Why is it that, and what is it within me that feels like a brick wall once I realize that the job im in “ain't hitting it anymore”? I only ask this because this is the second time where work situations and a toxic work environment have gotten in the way of me being able to best preform my duties.
My job is flexible as long as I get my 40 hours in a week, how I do my job is up to me (technically). Essentially I started this job about 2.5 months ago and out of my boss and a team of 4 (including myself) everyone, left but me, boss included. My new boss is the boss from the neighboring department and the reasoning as to why shit has been hitting the fan at this new job is because their grant contract is messed up and the program is not working in comparison to the demographic it was approved to support. My caseload and work expectations have raised but the workload isn't my problem, it's my new boss and the sudden change to a workplace I simply am struggling to function in. I have a pass history of ghosting and impulsively jumping ship from jobs as I see myself just naturally being a leader and an independent person, the moment I get a manager or a workplace that's on my ass all the time and I realize that the only thing this is serving for me is a paycheck I lose all interest and motivation to return to work.

Prompt 1
Rewrite everything in the work post from "Why is it that, and" down to "preform my duties.", replacing "brick wall" with "dead end".
Prompt 2
Continue the post about losing motivation at work from the point where it stops.

Extracted records
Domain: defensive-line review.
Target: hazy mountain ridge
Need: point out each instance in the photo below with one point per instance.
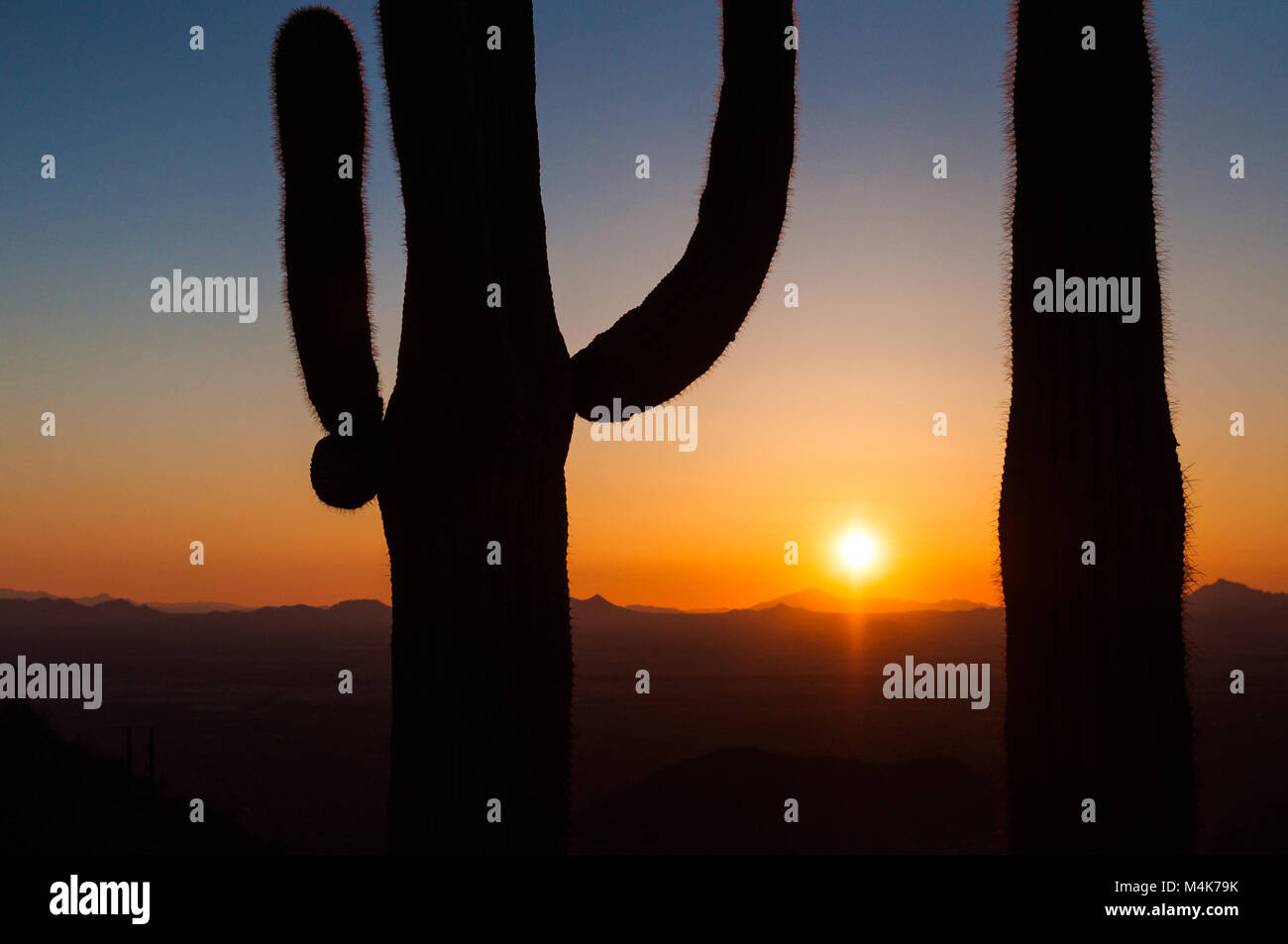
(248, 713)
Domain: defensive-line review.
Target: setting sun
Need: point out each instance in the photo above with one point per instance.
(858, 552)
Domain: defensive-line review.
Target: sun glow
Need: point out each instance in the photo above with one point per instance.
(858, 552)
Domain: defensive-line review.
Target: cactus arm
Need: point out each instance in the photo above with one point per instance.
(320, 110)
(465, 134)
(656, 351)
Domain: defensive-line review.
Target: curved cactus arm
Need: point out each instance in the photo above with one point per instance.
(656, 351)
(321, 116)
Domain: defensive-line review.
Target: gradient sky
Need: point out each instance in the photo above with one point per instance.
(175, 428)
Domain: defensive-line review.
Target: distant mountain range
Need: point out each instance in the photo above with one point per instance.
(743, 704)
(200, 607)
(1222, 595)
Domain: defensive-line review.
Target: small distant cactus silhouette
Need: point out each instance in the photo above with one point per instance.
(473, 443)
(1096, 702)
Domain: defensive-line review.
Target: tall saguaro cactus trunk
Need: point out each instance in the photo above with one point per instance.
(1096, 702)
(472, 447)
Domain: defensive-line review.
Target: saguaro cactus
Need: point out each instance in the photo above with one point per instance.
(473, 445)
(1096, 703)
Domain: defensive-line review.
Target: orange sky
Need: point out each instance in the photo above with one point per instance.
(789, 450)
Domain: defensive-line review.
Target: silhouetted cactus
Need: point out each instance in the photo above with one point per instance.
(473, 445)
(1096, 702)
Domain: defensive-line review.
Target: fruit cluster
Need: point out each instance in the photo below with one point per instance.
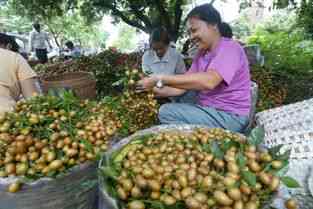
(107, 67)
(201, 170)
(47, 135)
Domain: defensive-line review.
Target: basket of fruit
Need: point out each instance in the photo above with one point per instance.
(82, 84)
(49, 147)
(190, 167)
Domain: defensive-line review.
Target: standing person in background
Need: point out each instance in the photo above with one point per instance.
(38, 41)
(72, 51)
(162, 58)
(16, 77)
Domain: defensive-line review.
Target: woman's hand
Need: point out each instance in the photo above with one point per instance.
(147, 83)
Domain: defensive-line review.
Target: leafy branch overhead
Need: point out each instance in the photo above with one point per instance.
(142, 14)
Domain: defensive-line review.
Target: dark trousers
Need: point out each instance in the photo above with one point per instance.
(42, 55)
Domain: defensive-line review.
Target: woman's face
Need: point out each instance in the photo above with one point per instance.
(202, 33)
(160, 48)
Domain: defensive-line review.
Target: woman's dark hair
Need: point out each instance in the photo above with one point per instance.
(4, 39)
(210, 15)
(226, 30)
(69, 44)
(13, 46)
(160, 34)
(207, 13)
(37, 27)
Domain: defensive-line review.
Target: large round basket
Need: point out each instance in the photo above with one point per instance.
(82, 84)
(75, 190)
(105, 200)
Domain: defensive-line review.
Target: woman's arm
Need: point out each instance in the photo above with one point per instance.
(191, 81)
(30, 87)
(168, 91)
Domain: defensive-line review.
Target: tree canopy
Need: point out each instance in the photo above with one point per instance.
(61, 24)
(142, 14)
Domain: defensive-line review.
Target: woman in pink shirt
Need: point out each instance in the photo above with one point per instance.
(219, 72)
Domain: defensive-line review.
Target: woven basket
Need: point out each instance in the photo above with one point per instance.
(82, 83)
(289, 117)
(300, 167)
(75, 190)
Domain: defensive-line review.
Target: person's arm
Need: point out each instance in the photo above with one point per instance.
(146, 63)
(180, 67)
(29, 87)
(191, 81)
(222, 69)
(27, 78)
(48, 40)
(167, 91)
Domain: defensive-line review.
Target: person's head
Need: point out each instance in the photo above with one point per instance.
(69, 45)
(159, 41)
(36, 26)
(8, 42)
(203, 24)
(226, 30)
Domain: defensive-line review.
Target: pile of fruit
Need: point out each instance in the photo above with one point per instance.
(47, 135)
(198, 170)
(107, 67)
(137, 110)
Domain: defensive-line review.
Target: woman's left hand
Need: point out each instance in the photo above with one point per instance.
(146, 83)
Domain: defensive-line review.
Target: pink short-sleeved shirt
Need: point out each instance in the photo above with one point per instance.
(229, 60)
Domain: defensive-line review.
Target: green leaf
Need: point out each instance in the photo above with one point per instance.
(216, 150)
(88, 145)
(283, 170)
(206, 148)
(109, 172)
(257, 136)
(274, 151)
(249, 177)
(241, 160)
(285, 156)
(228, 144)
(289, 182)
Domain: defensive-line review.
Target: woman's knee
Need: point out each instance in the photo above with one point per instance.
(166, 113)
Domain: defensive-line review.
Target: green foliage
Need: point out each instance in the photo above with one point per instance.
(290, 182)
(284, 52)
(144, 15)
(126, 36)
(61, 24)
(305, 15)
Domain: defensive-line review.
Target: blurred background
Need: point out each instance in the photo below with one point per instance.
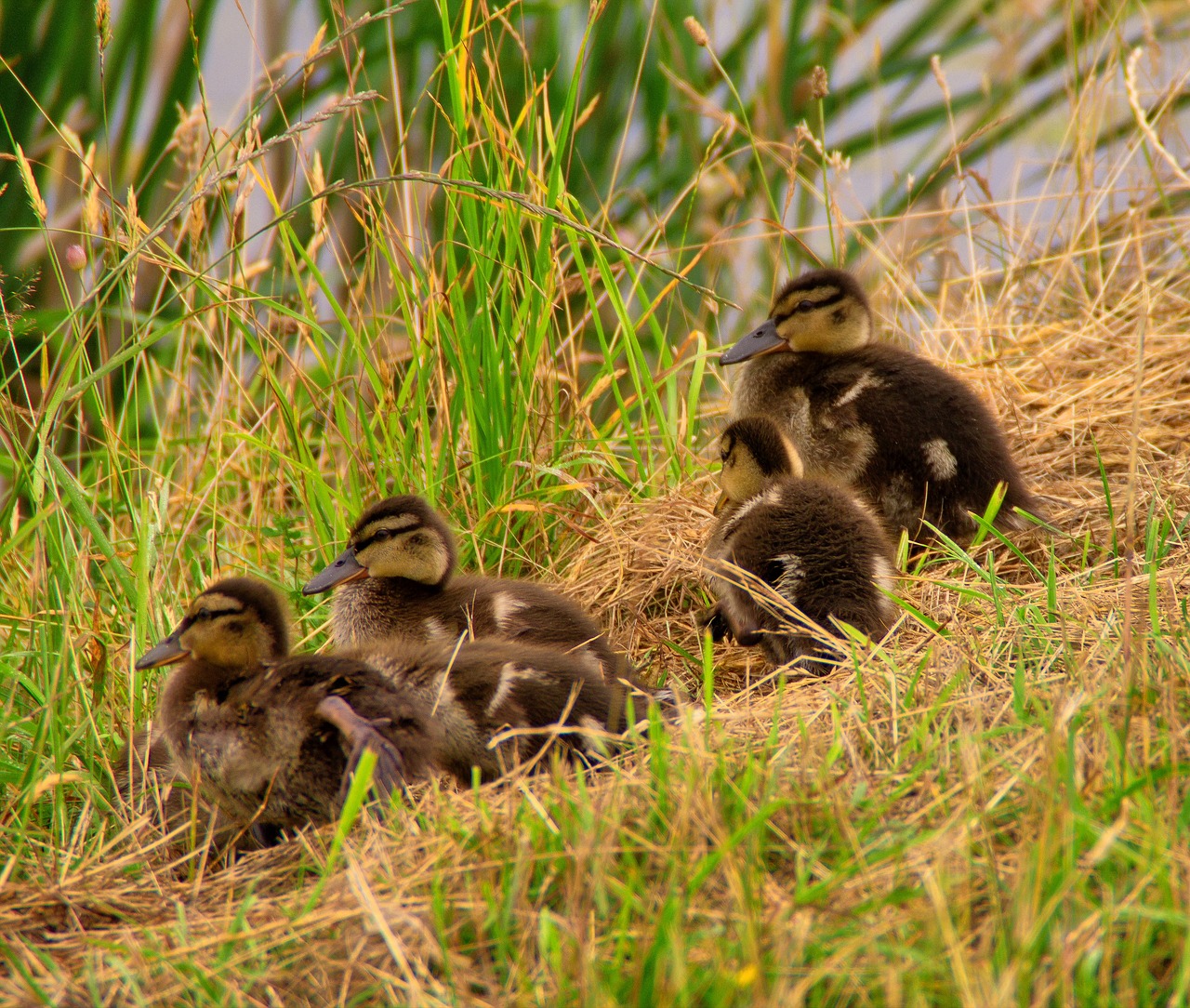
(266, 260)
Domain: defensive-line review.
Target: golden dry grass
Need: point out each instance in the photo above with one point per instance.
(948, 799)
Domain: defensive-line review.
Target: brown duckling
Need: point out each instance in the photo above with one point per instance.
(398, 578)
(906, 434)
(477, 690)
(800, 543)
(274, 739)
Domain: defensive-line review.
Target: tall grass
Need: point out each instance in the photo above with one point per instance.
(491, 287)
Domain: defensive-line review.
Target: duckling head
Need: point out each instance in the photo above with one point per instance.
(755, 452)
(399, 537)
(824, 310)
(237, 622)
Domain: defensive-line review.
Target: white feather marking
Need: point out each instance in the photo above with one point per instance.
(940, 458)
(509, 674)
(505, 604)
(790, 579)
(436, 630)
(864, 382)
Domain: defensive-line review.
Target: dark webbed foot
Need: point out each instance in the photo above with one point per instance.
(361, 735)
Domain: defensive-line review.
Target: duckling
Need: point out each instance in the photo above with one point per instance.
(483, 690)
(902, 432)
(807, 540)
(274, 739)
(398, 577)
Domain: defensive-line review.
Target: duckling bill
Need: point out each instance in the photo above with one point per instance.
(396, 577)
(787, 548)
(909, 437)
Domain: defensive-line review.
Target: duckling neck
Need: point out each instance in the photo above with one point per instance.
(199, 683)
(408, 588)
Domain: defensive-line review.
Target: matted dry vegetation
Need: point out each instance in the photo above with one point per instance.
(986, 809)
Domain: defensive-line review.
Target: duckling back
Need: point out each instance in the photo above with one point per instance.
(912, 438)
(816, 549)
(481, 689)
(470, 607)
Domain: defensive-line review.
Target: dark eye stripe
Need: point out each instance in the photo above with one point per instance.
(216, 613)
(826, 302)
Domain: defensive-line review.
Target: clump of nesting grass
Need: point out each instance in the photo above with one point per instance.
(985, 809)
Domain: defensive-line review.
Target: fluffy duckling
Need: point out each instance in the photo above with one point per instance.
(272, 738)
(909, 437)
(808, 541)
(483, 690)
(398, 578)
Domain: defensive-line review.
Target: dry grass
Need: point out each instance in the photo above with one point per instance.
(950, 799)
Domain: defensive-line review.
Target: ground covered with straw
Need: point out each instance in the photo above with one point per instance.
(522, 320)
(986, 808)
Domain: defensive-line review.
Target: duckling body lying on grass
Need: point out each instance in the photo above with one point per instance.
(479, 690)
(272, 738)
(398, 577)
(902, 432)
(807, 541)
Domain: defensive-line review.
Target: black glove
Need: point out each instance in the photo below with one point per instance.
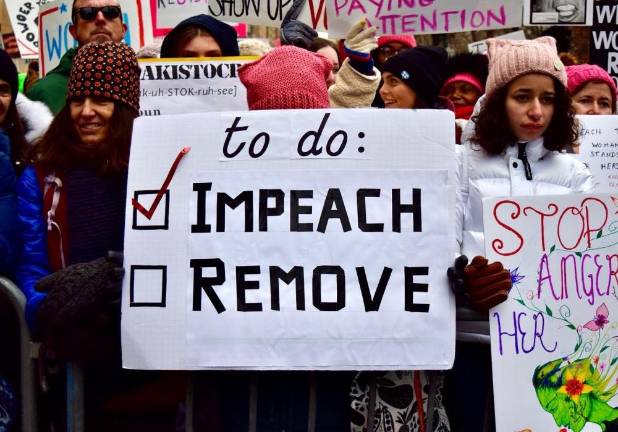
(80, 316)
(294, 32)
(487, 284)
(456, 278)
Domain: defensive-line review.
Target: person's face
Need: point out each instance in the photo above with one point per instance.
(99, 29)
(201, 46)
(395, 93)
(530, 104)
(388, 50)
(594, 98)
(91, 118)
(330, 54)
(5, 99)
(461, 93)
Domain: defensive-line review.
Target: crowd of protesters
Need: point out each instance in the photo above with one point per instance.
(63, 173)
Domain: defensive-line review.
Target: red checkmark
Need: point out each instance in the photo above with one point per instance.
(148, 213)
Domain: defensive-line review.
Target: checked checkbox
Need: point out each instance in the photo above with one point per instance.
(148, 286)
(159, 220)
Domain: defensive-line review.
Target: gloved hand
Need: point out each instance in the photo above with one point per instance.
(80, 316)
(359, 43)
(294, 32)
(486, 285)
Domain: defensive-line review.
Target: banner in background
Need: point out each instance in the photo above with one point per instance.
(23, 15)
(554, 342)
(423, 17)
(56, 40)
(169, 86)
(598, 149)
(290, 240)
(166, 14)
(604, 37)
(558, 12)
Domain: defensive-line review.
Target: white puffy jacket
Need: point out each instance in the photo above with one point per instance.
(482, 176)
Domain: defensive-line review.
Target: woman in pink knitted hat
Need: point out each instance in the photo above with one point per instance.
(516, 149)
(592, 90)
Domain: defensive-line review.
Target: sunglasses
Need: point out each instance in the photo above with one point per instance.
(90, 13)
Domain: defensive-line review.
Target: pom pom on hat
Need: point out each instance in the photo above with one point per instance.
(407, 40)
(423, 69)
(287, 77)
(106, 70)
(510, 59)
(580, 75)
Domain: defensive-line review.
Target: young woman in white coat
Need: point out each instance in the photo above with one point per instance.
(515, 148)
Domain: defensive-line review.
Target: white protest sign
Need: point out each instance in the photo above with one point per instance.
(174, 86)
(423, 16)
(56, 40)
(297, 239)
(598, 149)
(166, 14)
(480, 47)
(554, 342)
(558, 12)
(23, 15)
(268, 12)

Expected answer 1
Why is it that, and what is it within me that feels like a dead end once I realize that the job im in “ain't hitting it anymore”? I only ask this because this is the second time where work situations and a toxic work environment have gotten in the way of me being able to best preform my duties.

Expected answer 2
I guess im seeking advice/support on how to move forward this week and beyond until I can find an alternative way to make the income I need. I don't want to impulsively quit but Im not sure how to deal with myself not even wanting to get up off the couch to go in. My anxiety about this is through the roof, it's the anxiety that makes it impossible for me to get up and do this job. I guess anxiety from the essence of not being happy and constantly on edge.